## [TEXT FOR ANALYSIS]
--- START ---

Supreme Court of Canada will hear Quebec comedian Mike Ward's appeal
Ward was ordered to pay $35K in damages to disabled singer he mocked onstage

The Supreme Court of Canada announced Thursday that it will hear comedian Mike Ward's appeal of a 2019 ruling that he must pay $35,000 to a disabled child singer that he mocked for years in his stand-up comedy shows.
In 2016, Quebec's Human Rights Tribunal ruled that Ward must pay Jérémy Gabriel damages for making jokes that violated his rights. Ward appealed the ruling, but last year, the Quebec's Court of Appeal upheld the first decision.
Ward was ordered to pay $25,000 in moral damages and $10,000 in punitive damages to Gabriel. The tribunal also ordered Ward to pay damages to Gabriel's mother, but the Court of Appeal overturned that part of the decision.
Gabriel, who is now 23, became well-known in Quebec after he was flown to Rome to sing for Pope Benedict in 2006.
He has Treacher Collins syndrome, a congenital disorder characterized by craniofacial deformities.

--- END ---

## [TASK DIRECTIONS]
Carry the news report on Mike Ward's appeal forward from its last sentence. The listing that follows is taken from a separate source and has no connection to the news report.

## [DATA RECORDS]

--- START ---

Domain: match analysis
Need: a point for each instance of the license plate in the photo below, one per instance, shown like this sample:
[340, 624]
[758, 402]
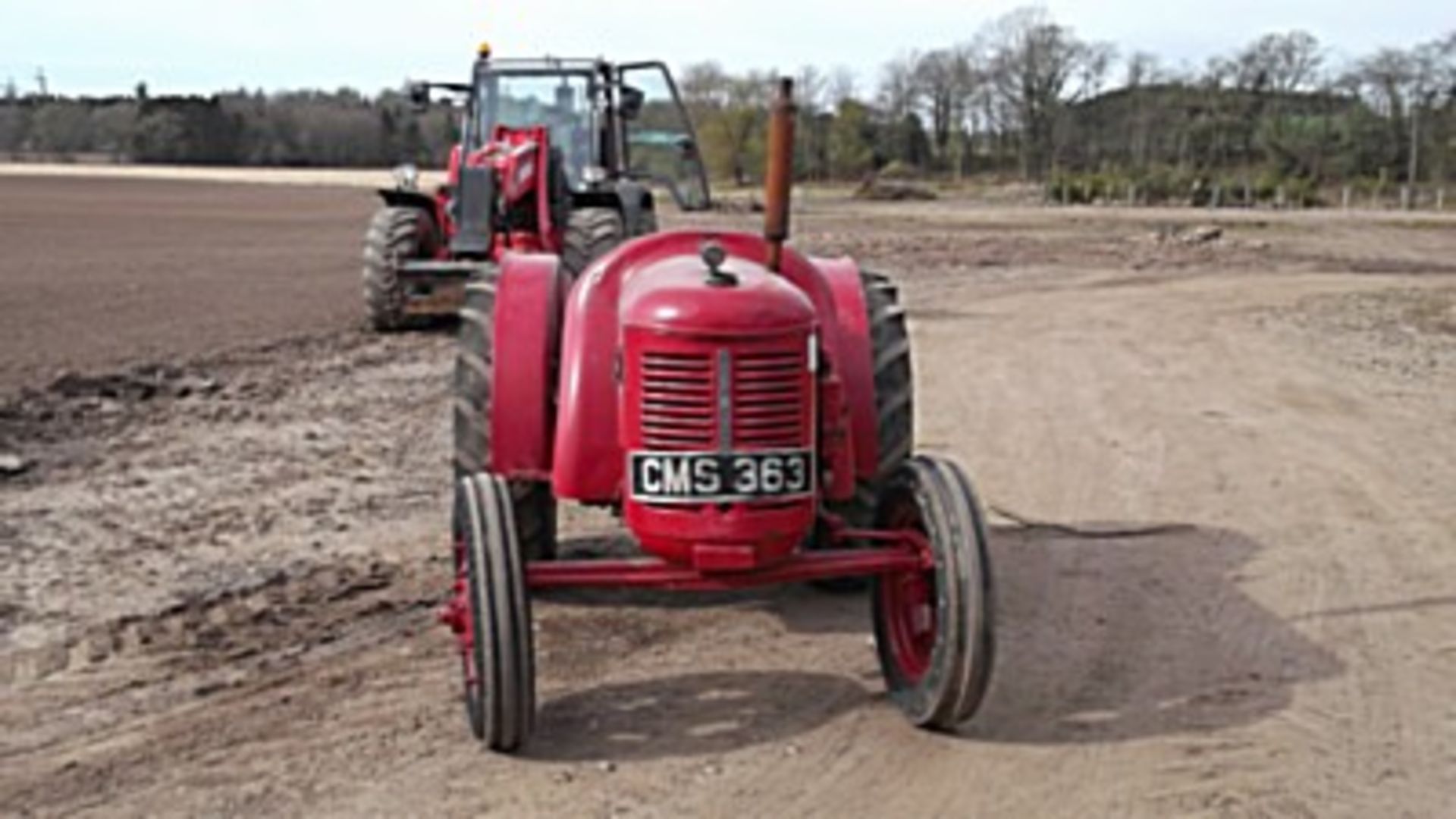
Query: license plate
[712, 477]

--- END ---

## [REPLY]
In Ward's performances between 2010 and 2013, he called Gabriel ugly and wondered why he hadn't died five years after getting his wish to sing in front of the pope.

Gabriel, who has had more than 20 medical procedures to help him with his illness, told the Quebec Human Rights Tribunal that video circulating online of Ward's stand-up led him to attempt suicide.
"I was 12 or 13 when I saw those videos," Gabriel said in 2015. "I didn't have maturity to be strong in the face of this — I lost confidence and hope. It made me think my life is worth less than another's because I'm disabled."
Gabriel and his family filed the complaint against Ward in 2012, when he was 15.
For his part, Ward has maintained that he didn't think the jokes he made about Gabriel crossed the line.
He defended his "edgy" style of comedy and his lawyers have argued that his words fall under Canada's freedom of expression rights.